Set out the material below as a numbered list, from the line with "of the building" up to and including the line with "Target: building roofline", leaving out any blank lines.

**Records provided:**
***
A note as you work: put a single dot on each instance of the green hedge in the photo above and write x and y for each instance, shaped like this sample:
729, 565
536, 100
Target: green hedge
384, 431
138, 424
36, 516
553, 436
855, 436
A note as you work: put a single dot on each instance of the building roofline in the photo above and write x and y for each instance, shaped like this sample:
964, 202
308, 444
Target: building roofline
***
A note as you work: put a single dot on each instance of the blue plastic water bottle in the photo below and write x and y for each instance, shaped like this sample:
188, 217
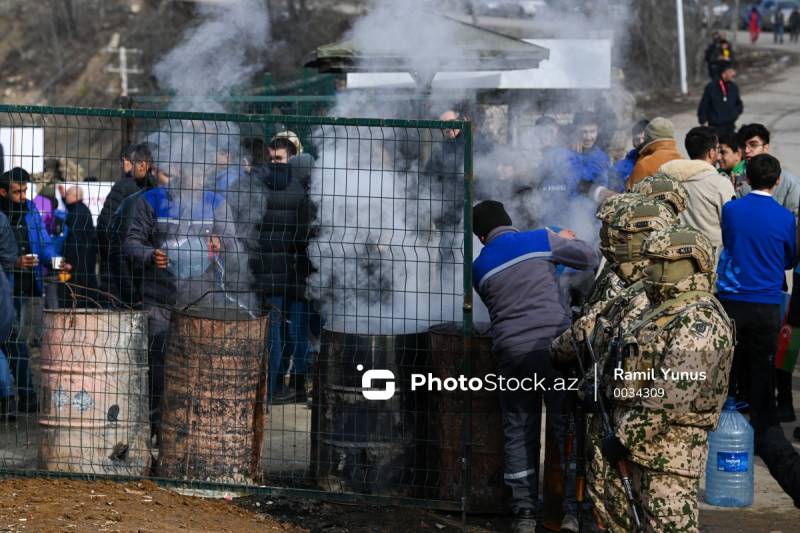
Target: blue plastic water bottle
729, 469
***
**Exercise output:**
1. A note as you work: put a single dot on each instance of the building roofline in the photo above and write x and y for each instance, shaped like this sample:
2. 964, 202
3. 308, 444
4. Target: building roofline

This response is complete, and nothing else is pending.